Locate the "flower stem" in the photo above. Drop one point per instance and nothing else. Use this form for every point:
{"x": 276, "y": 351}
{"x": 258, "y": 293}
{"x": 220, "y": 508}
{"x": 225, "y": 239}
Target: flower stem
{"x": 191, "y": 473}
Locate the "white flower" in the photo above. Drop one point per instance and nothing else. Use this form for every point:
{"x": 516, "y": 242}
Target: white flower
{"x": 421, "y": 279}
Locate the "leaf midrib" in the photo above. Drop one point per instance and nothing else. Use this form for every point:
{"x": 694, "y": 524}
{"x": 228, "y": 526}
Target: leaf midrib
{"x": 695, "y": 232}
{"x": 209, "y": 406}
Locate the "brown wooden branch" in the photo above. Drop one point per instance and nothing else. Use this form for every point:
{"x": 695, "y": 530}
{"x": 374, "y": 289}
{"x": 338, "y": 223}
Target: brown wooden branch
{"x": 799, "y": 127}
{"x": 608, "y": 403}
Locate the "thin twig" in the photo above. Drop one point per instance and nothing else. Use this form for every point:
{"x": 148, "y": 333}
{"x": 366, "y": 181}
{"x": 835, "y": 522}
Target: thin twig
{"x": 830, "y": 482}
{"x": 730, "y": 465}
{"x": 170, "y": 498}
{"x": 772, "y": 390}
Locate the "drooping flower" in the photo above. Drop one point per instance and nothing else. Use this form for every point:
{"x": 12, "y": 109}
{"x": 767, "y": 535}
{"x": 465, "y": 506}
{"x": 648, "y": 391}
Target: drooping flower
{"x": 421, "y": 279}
__________
Output the data above exactly, please, line for line.

Locate the "flower stem" in the photo above. Drop one point per instance and nothing else. Use this form for every point:
{"x": 276, "y": 351}
{"x": 258, "y": 293}
{"x": 220, "y": 508}
{"x": 225, "y": 239}
Target: flower stem
{"x": 191, "y": 473}
Locate the "white flower" in the photo above. Drop one point per instance and nothing else. Use this form for every point:
{"x": 516, "y": 242}
Target: white flower
{"x": 421, "y": 279}
Locate the "leaf midrib" in the photo above. Drop one point per instance and nothing else. Use this form for every point:
{"x": 694, "y": 524}
{"x": 228, "y": 526}
Target: leaf midrib
{"x": 695, "y": 232}
{"x": 209, "y": 406}
Locate the "brown wooden branch" in the photo above. Drop one point per instance and nothing else. Use this form for every point:
{"x": 695, "y": 530}
{"x": 374, "y": 289}
{"x": 338, "y": 223}
Target: brown wooden branch
{"x": 799, "y": 127}
{"x": 608, "y": 403}
Locate the "thin twig" in the photo above. Drop one point per instance and nothing else. Use this form for every point:
{"x": 148, "y": 333}
{"x": 366, "y": 181}
{"x": 835, "y": 522}
Target: thin twig
{"x": 830, "y": 482}
{"x": 730, "y": 465}
{"x": 170, "y": 498}
{"x": 772, "y": 390}
Locate the "drooping flower" in the photo above. Drop one point per instance and nothing else. Use this form for every point:
{"x": 12, "y": 109}
{"x": 767, "y": 535}
{"x": 465, "y": 506}
{"x": 648, "y": 391}
Target: drooping flower
{"x": 421, "y": 279}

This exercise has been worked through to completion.